— Start —
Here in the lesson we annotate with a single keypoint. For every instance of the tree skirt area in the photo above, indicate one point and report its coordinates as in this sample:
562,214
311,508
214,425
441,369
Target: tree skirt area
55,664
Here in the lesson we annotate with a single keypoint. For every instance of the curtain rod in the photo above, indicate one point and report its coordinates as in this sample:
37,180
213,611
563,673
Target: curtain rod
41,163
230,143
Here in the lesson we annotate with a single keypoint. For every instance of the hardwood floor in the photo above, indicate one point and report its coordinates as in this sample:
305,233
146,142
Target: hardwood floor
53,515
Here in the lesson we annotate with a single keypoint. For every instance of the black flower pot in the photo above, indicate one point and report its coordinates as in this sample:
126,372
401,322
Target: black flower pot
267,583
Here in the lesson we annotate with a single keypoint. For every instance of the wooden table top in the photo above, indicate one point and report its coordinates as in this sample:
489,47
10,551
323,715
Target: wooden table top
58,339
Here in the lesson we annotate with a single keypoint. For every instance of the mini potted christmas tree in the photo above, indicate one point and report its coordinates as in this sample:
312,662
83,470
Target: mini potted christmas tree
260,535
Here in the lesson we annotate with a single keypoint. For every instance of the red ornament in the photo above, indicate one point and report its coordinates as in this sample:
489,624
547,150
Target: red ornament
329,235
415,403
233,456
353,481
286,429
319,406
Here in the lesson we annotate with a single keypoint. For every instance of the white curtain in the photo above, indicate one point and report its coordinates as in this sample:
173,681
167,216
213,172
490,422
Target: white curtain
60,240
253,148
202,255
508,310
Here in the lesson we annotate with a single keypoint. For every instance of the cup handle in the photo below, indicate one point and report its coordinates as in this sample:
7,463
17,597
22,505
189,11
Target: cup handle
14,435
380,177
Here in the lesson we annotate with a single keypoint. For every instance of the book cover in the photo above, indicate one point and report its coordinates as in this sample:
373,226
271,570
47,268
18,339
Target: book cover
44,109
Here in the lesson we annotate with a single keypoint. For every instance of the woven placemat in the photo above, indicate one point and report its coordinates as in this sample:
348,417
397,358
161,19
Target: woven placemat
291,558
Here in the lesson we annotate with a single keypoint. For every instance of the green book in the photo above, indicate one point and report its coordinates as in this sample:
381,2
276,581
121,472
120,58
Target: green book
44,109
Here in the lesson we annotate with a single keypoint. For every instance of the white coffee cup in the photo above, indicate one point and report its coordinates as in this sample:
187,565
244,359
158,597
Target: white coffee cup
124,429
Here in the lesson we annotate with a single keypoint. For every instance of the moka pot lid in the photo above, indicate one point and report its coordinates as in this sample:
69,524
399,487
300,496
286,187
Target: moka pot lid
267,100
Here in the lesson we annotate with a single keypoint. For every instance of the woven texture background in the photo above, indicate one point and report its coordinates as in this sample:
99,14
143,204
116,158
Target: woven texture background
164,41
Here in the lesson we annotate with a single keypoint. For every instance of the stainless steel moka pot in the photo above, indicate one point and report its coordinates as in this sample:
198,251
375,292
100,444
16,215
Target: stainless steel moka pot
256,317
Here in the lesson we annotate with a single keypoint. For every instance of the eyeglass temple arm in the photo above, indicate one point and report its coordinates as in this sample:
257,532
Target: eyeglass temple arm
— End —
TASK DETAILS: Reproduce exactly the lines from the one with "of the moka" through the end of the entries above, both ends included.

THE REPLY:
Here in the lesson we annotate with a single keypoint. For every instance of the moka pot lid in the photo above, indicate one point and report its coordinates as in this sample:
69,524
399,487
300,496
286,187
Target: moka pot lid
267,100
Here in the lesson we annotate with a single keypoint. For every instance of the woven texture background in the photo above, indicate one point and report its coordinates as in this sample:
99,14
143,204
116,158
Target: woven texture background
164,41
Here in the lesson we annotate with a single keypoint. For every instance of the stainless steel moka pot in the photo above, indicate one point and report its coordinates as in this sample:
198,251
375,292
100,444
16,215
Target: stainless steel moka pot
256,317
Here in the lesson we annotate with a single keypoint. For every instance of the eyeglass temple arm in the photo above, indicate one point and report its coordinates as in this sample:
257,532
Target: eyeglass temple arm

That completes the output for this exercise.